### Task instructions
Copy out the records that follow, leaving every character as it is.

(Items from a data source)
──────────

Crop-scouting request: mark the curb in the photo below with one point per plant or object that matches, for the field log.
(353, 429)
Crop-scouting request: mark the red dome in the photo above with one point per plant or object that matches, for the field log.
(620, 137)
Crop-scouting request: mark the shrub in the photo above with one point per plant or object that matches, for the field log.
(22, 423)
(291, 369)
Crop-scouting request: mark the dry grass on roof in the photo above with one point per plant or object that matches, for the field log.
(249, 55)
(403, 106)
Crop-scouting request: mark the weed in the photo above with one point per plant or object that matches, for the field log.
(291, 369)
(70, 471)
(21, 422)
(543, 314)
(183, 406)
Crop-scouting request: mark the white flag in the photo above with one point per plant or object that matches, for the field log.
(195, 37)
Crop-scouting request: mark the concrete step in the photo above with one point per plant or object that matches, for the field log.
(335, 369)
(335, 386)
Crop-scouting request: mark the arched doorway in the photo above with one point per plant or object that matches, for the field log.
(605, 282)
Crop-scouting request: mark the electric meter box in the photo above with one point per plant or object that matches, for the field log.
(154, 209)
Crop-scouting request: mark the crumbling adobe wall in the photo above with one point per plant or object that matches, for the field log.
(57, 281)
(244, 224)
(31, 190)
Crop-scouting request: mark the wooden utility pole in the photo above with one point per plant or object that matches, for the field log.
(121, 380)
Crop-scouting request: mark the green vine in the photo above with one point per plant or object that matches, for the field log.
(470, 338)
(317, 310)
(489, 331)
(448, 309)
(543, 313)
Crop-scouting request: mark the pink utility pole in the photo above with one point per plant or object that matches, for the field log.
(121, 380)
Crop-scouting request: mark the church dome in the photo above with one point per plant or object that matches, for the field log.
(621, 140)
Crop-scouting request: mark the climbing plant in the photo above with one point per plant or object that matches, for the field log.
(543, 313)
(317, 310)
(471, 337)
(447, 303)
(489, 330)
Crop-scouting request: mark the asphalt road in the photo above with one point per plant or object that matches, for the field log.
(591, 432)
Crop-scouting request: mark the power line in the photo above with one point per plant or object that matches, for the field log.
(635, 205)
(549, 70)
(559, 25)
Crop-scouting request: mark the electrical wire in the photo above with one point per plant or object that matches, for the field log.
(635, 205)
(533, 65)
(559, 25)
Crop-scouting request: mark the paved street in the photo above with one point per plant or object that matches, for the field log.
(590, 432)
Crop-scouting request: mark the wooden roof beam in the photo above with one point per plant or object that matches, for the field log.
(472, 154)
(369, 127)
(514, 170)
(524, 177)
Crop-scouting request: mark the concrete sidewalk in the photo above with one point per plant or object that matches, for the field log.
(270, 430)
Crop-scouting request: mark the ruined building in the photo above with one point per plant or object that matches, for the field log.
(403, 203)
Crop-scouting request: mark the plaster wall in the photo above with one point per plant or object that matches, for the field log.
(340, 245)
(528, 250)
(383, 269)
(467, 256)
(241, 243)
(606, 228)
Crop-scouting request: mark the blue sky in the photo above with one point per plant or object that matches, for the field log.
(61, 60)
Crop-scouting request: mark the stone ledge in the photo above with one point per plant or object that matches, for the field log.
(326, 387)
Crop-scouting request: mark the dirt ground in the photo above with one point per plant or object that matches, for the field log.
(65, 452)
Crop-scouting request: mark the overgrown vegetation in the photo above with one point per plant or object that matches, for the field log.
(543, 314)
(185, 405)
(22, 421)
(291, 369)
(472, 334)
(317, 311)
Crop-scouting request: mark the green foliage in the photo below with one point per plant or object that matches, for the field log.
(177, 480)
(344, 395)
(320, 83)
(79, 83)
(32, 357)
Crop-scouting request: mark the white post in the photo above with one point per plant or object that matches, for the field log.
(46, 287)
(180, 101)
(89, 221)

──────────

### Written answer
Crop-scouting request: mark the curb in the photo below with one point per plant or object that matches, for the field log.
(353, 429)
Crop-scouting request: mark the red dome in the photo above with one point per plant or object that matches, for the field log.
(620, 137)
Crop-scouting request: mark the shrub in the photo above with one point per plant or object that matches, for the field log.
(22, 423)
(291, 369)
Crop-scouting request: mark the dry grass on roof in the photo above with one point per plant or object that matches, for the field log.
(249, 55)
(403, 106)
Crop-scouting request: mark the weed in the photo above with one point per plant or object that matches, for the field log.
(291, 369)
(70, 471)
(21, 422)
(543, 314)
(183, 406)
Crop-scouting request: mark the white flag in the photo above with one point per plant or object that matches, for the field log.
(195, 37)
Crop-scouting request: mark the concrete step in the photo above with one point per plant or object that matches, for the field log.
(335, 369)
(335, 386)
Crop-scouting request: mark the arched doorway in the photo above with one point per plant or object that matches, for the field log.
(605, 282)
Crop-scouting request: mark the electric meter box in the photo above with one point per plant or object that matches, for the field log.
(154, 209)
Crop-scouting request: mark the crumbling adobe wall in the photo above with one point per plant or object that matches, for the field log.
(57, 281)
(244, 224)
(31, 190)
Crop-scouting request: mark the wooden utility pole in the photo above with one point per plant or object that matches, for the field log.
(121, 380)
Crop-scouting request: mark the green vine in the photo above with one point per plant or object that matches, for the field log.
(470, 338)
(317, 310)
(489, 331)
(448, 309)
(543, 313)
Crop-scouting request: mark the pink utility pole in the photo above with one point per plant or object that matches, for the field log.
(121, 380)
Crop-scouting request: mark the church dome in the photo above with one point per plant or object that matches, for the field log.
(621, 140)
Crop-scouting request: mark the climbing plant in the photo above with one point per plant or object that matches, for the field log.
(543, 313)
(317, 310)
(471, 337)
(447, 303)
(489, 330)
Crop-scouting request: mark the asphalt road in the photo above with one point per plant or object that matches, for the field log.
(591, 432)
Crop-scouting request: mark the power line in the photo above with one point per plant or object that matches, for the field log.
(635, 205)
(549, 70)
(559, 25)
Crop-scouting request: mark the electrical wire in the photo above with one point per plant or object that matches, for the field log.
(635, 205)
(533, 65)
(559, 25)
Crop-scouting request: mark the paved street in the photo above with one point per plant or object that matches, for the field log.
(590, 432)
Crop-scouting request: mark the wooden roof beam in the photo above with one point per plant or object that matches, for the field log.
(472, 154)
(369, 127)
(514, 170)
(524, 177)
Crop-scouting request: mark the concrete sidewalk in the photo above with one point per plant or object that matches, for the field log.
(270, 430)
Crop-scouting request: mark the ruined building in the photo above with one point per plant or object that matches, for the field log.
(403, 203)
Crop-scouting request: mark the plaster wall in the photo above with one point per plant or object that matches, for the field log.
(340, 245)
(528, 250)
(383, 269)
(467, 256)
(241, 243)
(606, 228)
Crop-scouting request: mark the blue sky in the photo above with one point per plant or object that matches, for the field log.
(61, 60)
Crop-scouting request: mark the stone ledge in the photo above with one point per plant or object that matches, for the field log.
(326, 387)
Crop-scouting request: mark the dirt ground in the photo above with one point per plant or object that matches, for the field log.
(65, 452)
Crop-scouting request: mark the overgrown vegetation in the photo above with one point per plant or object that matches, for the field log.
(543, 314)
(185, 405)
(22, 421)
(291, 369)
(472, 334)
(317, 311)
Crop-scouting request: mark the green foliage in the photo below with one point per plant or object that matches, for the field log.
(177, 480)
(344, 395)
(320, 83)
(79, 83)
(32, 357)
Crop-scouting request: mark the white post in the photo above with one point per plant or object that matches, for the field log.
(46, 287)
(180, 101)
(89, 221)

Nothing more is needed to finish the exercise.